> _INFORMATION GIVEN_:
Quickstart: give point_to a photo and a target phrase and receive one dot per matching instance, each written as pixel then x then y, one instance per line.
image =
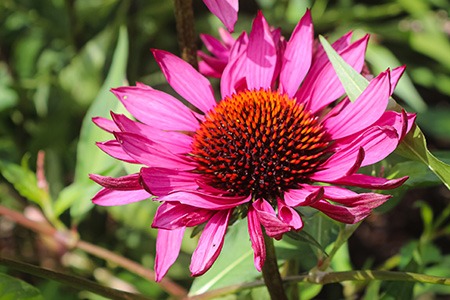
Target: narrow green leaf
pixel 414 147
pixel 382 58
pixel 89 158
pixel 234 264
pixel 13 288
pixel 354 84
pixel 24 181
pixel 305 237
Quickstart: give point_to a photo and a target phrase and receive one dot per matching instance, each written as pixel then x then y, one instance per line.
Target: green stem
pixel 331 277
pixel 70 240
pixel 184 16
pixel 270 272
pixel 70 280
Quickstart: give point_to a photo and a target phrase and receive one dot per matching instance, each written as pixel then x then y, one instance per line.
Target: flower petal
pixel 303 196
pixel 124 183
pixel 186 81
pixel 257 238
pixel 210 243
pixel 149 153
pixel 261 55
pixel 168 245
pixel 225 10
pixel 297 56
pixel 267 216
pixel 206 201
pixel 162 181
pixel 114 149
pixel 342 163
pixel 177 142
pixel 156 108
pixel 289 216
pixel 109 197
pixel 370 182
pixel 365 111
pixel 171 215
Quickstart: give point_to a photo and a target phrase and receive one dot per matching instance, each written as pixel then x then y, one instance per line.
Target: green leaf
pixel 354 84
pixel 414 147
pixel 89 158
pixel 305 237
pixel 24 181
pixel 382 58
pixel 234 264
pixel 15 289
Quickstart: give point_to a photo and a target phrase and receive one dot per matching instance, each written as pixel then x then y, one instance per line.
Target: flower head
pixel 283 135
pixel 225 10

> _REQUIRED WORK_:
Take the listing and print it again exactly, but without any pictures.

> _EXERCISE SOLUTION_:
Quickstart: give point_to a photo and a target phrase and receive one dot per matching instance, each written as pixel then x then y, one instance per line.
image =
Target: narrow green leaf
pixel 414 147
pixel 382 58
pixel 89 158
pixel 234 264
pixel 13 288
pixel 354 84
pixel 24 181
pixel 305 237
Quickstart: give point_to a photo and a target phrase and receive one dot per matching instance, each written as pixel then x then y, one instance per line.
Target: green stem
pixel 331 277
pixel 70 240
pixel 184 16
pixel 270 272
pixel 70 280
Quickstart: give point_to a photo and a target phrase and receive one dot per matching instance, each written as pixel then x then y, one instance per line.
Target: flower petal
pixel 303 196
pixel 124 183
pixel 186 81
pixel 257 238
pixel 210 243
pixel 149 153
pixel 261 55
pixel 168 245
pixel 225 10
pixel 297 56
pixel 267 216
pixel 206 201
pixel 162 181
pixel 114 149
pixel 342 163
pixel 177 142
pixel 156 108
pixel 289 216
pixel 109 197
pixel 370 182
pixel 365 111
pixel 171 215
Quickstart: give point_to a photo and a target phrase and receive one dot per matching instance, each written as pixel then x then y, one instance per line.
Target: green leaf
pixel 354 84
pixel 414 147
pixel 89 158
pixel 305 237
pixel 24 181
pixel 382 58
pixel 234 264
pixel 15 289
Quickstart: give point_to a photo and a target phrase and receive one dot per matching instance, each written as pixel then x then y, one instance per line.
Target: flower head
pixel 283 135
pixel 225 10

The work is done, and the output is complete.